List every person named in the "To:" line of the NeXus committee email thread about links below.

● **Excerpted passage**:
•••••

[NeXus-committee] Example of links

Chang, Peter (DLSLtd,RAL,LSCI) Peter.Chang at Diamond.ac.uk
Mon Feb 3 15:54:48 GMT 2025



Yes, you can add any attribute to a VDS.

My guess is that the linkType was historically added as a field with a target attribute so in NAPI they were in
HDF4:
https://github.com/nexusformat/code/blob/5b803b3a0014bd9759b3d846da3cd3c1cfafd7d5/src/napi4.c#L1323
and, in xml:
https://github.com/nexusformat/code/blob/5b803b3a0014bd9759b3d846da3cd3c1cfafd7d5/src/nxxml.c#L1891

Regards,
Peter




From: NeXus-committee <nexus-committee-bounces at shadow.nd.rl.ac.uk> On Behalf Of Watts Benjamin via NeXus-committee
Sent: 03 February 2025 11:00
To: Raymond Osborn <rayosborn at mac.com>; Aaron Brewster <asbrewster at lbl.gov>; Lukas Pielsticker <lukas.pielsticker at physik.hu-berlin.de>; Brockhauser Sandor <sandor.brockhauser at physik.hu-berlin.de>
Cc: NeXus Committee <nexus-committee at nexusformat.org>
Subject: Re: [NeXus-committee] Example of links

Hi Everyone,
   Thank you, Sandor, for that very informative wall of text. I like this revisiting of links in NeXus and agree with everything that Sandor says. However, I would also like to make sure that we are considering other cases, such as:

  1.  Is the @target attribute usable with an HDF5 virtual dataset? This would have multiple data sources and so would perhaps require a list of paths in the value of the attribute?

•••••

● **Recorded data**:
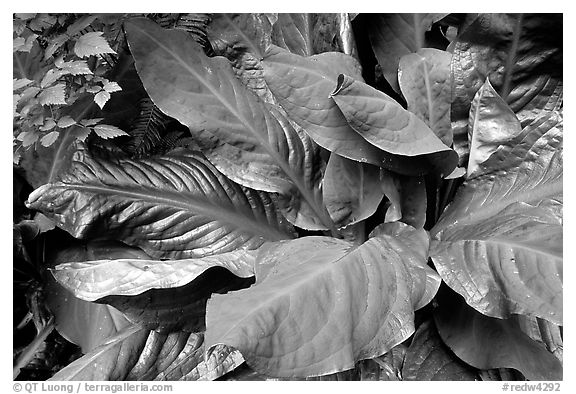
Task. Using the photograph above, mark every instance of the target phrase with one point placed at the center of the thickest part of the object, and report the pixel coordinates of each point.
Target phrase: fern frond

•••••

● **Answer for this exercise**:
Raymond Osborn, Aaron Brewster, Lukas Pielsticker, Brockhauser Sandor